**Given task**
Give only the number of lines in the data below that contain the word "pants", counting case as significant.

--- begin Data provided ---

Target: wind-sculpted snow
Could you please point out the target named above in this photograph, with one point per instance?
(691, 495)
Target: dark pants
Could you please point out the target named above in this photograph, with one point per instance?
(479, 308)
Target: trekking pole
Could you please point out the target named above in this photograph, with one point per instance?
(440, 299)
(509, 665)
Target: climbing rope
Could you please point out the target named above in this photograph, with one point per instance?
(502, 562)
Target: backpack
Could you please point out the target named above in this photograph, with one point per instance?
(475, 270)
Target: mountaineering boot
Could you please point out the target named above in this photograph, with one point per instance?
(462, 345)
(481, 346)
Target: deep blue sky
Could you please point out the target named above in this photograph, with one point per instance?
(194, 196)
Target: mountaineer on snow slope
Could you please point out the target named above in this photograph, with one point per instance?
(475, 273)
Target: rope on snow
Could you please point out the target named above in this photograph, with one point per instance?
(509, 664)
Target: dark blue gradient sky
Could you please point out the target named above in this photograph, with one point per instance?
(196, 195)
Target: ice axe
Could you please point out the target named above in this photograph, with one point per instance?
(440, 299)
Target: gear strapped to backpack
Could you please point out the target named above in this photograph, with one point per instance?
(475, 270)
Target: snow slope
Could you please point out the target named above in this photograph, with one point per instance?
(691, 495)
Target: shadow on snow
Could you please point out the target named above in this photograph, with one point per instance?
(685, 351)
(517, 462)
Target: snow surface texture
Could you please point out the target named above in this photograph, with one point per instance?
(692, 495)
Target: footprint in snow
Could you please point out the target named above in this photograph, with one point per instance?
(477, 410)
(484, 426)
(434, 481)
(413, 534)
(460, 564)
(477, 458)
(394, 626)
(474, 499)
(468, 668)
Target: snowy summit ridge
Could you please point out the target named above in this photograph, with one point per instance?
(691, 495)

--- end Data provided ---
--- begin Data provided ---

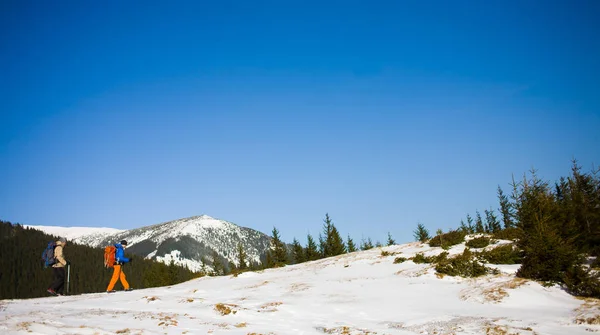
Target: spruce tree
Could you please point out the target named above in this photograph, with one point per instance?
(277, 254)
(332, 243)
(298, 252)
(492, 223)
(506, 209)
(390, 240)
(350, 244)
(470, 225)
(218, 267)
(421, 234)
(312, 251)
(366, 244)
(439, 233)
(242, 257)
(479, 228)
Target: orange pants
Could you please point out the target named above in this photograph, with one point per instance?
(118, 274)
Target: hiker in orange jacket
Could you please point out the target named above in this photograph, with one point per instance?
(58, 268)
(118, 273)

--- end Data provided ---

**Exercise result**
2